Region pointing data:
---+---

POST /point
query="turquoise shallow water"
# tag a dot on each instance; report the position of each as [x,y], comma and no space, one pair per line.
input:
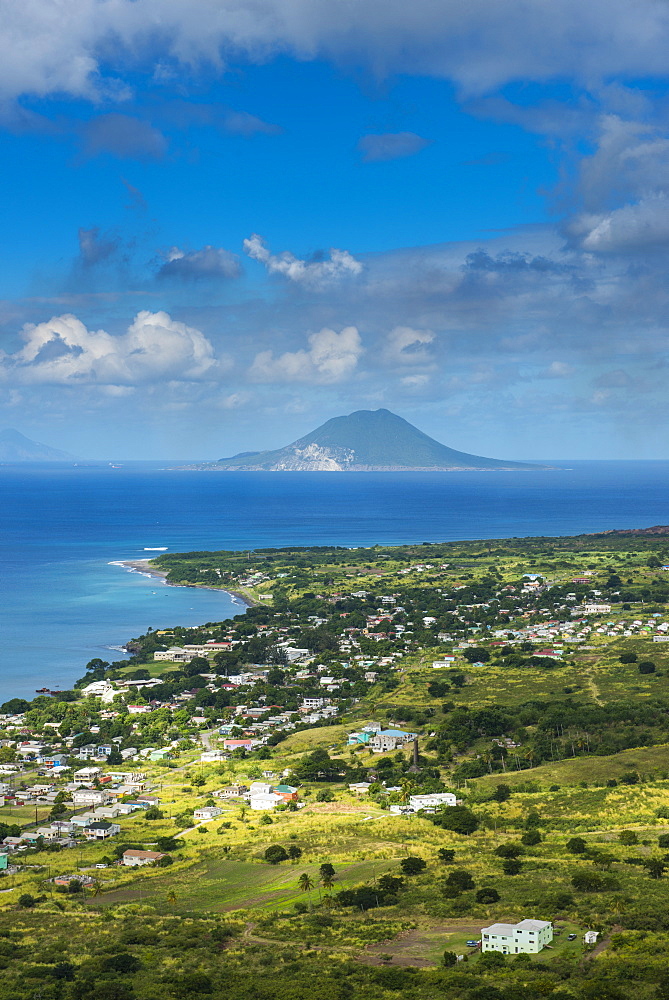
[61,602]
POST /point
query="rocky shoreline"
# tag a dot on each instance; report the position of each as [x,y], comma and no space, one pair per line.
[144,566]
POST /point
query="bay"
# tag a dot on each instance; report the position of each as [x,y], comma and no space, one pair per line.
[62,601]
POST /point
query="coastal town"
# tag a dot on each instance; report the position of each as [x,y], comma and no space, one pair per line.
[432,703]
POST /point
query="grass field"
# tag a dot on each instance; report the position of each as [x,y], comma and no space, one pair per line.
[218,885]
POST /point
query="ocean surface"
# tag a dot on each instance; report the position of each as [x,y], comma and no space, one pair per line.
[63,601]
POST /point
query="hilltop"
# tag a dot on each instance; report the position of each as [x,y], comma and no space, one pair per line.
[16,447]
[365,441]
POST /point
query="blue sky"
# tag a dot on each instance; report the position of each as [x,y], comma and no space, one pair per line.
[224,223]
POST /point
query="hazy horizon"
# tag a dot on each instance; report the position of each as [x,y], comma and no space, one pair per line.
[219,235]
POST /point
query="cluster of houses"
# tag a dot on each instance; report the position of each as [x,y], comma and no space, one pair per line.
[380,740]
[260,795]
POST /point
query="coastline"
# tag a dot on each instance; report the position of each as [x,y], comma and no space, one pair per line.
[144,566]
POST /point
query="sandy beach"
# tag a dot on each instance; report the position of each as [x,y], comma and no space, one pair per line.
[144,566]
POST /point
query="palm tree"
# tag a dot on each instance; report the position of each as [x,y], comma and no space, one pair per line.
[305,882]
[407,790]
[327,881]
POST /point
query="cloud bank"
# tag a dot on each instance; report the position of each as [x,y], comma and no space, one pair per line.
[331,357]
[80,47]
[64,351]
[317,273]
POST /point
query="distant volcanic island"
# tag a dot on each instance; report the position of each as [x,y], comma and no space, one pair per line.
[15,447]
[365,441]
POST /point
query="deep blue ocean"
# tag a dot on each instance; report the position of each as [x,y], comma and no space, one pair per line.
[62,602]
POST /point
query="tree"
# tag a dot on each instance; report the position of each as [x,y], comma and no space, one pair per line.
[487,896]
[655,868]
[413,865]
[327,881]
[501,793]
[459,819]
[476,654]
[587,881]
[15,706]
[123,962]
[305,882]
[275,854]
[510,850]
[461,880]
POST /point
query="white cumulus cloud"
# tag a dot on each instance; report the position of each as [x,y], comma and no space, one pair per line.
[195,265]
[331,357]
[339,264]
[406,346]
[154,348]
[76,46]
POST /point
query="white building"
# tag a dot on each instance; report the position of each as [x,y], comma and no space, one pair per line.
[525,938]
[432,800]
[265,800]
[90,797]
[207,812]
[133,859]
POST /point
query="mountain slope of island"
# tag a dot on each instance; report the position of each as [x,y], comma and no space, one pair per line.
[365,441]
[15,447]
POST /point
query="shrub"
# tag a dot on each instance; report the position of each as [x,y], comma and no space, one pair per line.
[413,865]
[487,896]
[124,962]
[275,854]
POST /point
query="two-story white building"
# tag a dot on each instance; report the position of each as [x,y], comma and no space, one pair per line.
[432,800]
[525,938]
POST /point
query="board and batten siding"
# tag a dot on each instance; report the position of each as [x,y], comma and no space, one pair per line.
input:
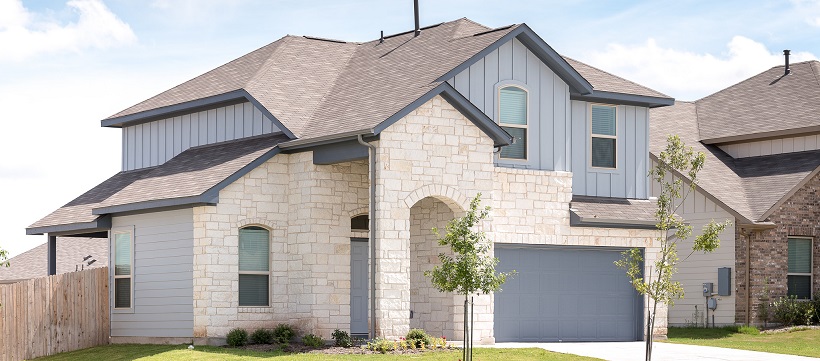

---+---

→ Your instructions
I'd like every record transcribed exactly, with no pictures carried over.

→ Result
POST /point
query="turquoise shallow water"
# tag a dot on each instance; report the position of each as [x,y], comma and no space, one pair per line.
input:
[61,602]
POST /point
query="rocky shoreline"
# tag a dot on each instance; report the position of each as [x,y], comma and no space, one pair per line.
[144,566]
POST /point
query="bay"
# tag a dot on each instance; report the position of each as [x,y], comma and no space, one pair per line.
[62,601]
POST /point
query="coastal town"
# tag a dot on each instance; report the position of each as [x,y], comma and no space, one pair per line.
[432,703]
POST /point
query="grass field"
# tag a dot on each instance; report the position of each as [x,y], comma and no space, one pair per line.
[218,885]
POST /point
query="ocean surface"
# tag a dot on each instance; report the position of each as [x,y], comma and no space, one pair per line.
[63,601]
POST /point
query="hilltop"
# tag a dot on each instance; report the position of each as [x,y], comma and no space, one pair per line.
[16,447]
[365,441]
POST /point
query="blue sky"
# tag a dot on each instance; report the position of each as [x,y], comma and no space, one pair per line.
[224,223]
POST /point
query="hazy horizon"
# tag a dot on each instance; report the position of each as [x,y], comma and no space, one pair per line.
[219,235]
POST /point
query="cluster of houses"
# tag a dot on each instance; report the position of each as [x,y], comma and no space, one pair per line.
[380,740]
[260,795]
POST /point
query="coastline"
# tag a dot on each instance; report the position of each as [x,y], comma and no space, one pair per line.
[144,566]
POST /point
query="sandy beach"
# tag a dot on each instance; report the position of each as [x,y], comma and no space, one pair per line.
[144,566]
POST /point
query="palm tree"
# tag a dot on each instance; report the position of each as [x,y], comma and no space, one pair per line.
[305,882]
[407,790]
[327,881]
POST /point
query="cloud bank"
# tag a dot on each instance; report the position of each as [x,y], comma and no space, one pair per line.
[331,357]
[80,47]
[64,351]
[317,273]
POST /point
query="distant volcanic island"
# tag a dot on each instance; report the position of each as [x,y], comma and no space, one pair per line.
[15,447]
[365,441]
POST /point
query="deep blue ocean"
# tag a dot on each instance; report the position of each as [x,y], comma and no space, one pair per line.
[62,602]
POST /point
query="tree"
# tag a dot on each instance; report the position of each as [x,y], comma and no space, one pair per line.
[487,896]
[655,868]
[413,865]
[327,881]
[501,793]
[459,819]
[476,654]
[587,881]
[15,706]
[123,962]
[305,882]
[275,854]
[510,850]
[461,880]
POST /point
query="white cumulus cloud"
# tag a dot on each instance; report the position of each as [x,y], comma and no space, one pair per line.
[195,265]
[331,357]
[339,264]
[406,346]
[154,348]
[76,46]
POST /point
query="white building"
# tag a dot on each instance; report the position of each as [x,y], comma and no space, one pair per line.
[525,938]
[432,800]
[265,800]
[90,797]
[207,812]
[133,859]
POST /point
query="mountain slope of island"
# tag a dot on each instance; report the position of each as [x,y], comma and no space, one pair per line.
[365,441]
[15,447]
POST /point
query="shrub"
# tag a dot on each instance; report the position of each as [x,y], comma and no space, one pair per line.
[413,865]
[487,896]
[124,962]
[275,854]
POST /point
query="two-story white building"
# tag a dot on each instance; report the position of each as [x,y], comma and no space, one pair per line.
[432,800]
[525,938]
POST /point
query="board and batten siding"
# tag a dot on each instance; report the position of each as [x,y], comma and no space, one pair per line.
input:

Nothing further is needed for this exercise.